### TASK ITEM
As the answer, give a copy of each line below that includes the word "woman".

--- EXERCISE INPUT Enclosed Below ---

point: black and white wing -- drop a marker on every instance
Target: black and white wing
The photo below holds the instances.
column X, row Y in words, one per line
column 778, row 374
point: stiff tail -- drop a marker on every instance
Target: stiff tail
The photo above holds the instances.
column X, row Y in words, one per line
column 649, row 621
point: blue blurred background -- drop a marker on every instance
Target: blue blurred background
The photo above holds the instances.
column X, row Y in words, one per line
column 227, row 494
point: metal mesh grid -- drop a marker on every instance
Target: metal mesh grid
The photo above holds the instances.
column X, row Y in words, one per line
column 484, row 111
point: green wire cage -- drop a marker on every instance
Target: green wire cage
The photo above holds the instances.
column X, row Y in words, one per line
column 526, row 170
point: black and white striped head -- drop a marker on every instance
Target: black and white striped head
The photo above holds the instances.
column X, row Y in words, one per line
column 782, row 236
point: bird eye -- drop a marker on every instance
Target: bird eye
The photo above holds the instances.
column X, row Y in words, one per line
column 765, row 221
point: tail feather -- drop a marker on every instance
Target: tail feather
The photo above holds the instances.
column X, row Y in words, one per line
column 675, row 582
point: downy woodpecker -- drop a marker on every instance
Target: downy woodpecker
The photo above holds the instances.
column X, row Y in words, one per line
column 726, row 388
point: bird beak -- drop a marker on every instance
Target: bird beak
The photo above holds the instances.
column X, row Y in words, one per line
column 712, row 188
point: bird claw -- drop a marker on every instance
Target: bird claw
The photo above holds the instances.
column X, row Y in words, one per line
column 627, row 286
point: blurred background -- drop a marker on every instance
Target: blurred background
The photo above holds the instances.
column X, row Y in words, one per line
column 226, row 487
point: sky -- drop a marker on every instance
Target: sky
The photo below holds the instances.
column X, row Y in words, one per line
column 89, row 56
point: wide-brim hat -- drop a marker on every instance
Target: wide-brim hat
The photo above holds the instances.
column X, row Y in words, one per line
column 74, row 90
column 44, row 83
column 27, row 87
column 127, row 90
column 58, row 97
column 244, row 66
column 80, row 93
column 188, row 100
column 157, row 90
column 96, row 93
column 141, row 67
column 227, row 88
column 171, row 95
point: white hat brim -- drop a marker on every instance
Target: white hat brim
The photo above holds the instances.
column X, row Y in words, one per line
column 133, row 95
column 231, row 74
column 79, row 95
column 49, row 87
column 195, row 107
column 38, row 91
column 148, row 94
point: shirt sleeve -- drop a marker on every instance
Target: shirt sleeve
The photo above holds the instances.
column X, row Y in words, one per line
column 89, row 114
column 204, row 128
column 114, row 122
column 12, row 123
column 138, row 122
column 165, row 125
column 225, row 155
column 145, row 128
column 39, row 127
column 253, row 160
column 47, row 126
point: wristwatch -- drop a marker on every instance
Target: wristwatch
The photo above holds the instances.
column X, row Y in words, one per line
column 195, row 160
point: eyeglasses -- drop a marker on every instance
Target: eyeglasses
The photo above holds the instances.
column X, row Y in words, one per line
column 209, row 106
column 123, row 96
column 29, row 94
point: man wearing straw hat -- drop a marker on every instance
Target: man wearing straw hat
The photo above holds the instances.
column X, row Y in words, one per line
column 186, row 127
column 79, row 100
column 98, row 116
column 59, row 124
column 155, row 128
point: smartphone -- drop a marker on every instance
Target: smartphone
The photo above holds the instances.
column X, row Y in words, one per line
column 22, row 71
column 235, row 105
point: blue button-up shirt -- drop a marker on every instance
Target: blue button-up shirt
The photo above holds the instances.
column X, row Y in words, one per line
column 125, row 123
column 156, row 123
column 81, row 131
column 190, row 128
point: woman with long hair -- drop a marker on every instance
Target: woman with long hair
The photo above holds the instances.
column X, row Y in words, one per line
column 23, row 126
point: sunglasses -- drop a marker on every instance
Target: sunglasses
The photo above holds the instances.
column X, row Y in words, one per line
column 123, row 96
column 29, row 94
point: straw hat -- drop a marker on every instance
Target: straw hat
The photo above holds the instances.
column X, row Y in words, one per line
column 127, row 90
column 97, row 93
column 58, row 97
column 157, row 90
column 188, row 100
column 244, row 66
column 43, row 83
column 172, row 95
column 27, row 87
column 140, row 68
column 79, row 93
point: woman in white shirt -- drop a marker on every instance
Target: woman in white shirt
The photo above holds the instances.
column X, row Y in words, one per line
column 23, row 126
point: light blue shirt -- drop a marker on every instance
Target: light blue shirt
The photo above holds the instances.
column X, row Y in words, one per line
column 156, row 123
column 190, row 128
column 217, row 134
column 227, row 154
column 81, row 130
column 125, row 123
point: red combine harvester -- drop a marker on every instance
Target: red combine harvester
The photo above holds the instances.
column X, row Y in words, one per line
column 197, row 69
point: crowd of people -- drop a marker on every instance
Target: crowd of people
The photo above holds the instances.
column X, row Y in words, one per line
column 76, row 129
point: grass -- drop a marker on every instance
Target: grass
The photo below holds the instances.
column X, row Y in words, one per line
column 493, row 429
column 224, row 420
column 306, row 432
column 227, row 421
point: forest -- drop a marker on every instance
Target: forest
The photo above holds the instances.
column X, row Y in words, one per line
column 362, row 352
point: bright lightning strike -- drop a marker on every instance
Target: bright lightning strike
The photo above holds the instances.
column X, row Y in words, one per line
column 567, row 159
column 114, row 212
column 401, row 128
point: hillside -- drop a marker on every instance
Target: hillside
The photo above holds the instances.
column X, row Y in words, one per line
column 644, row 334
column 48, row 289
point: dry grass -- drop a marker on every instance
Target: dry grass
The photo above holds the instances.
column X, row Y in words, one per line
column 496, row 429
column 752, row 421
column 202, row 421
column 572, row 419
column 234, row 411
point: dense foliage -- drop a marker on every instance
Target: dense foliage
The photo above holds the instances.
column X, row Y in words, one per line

--- End of Enclosed EXERCISE INPUT ---

### RESULT OF THE EXERCISE
point: woman with long hair -- drop a marker on every instance
Target: woman with long hair
point: woman in white shirt -- drop a marker on every instance
Target: woman in white shirt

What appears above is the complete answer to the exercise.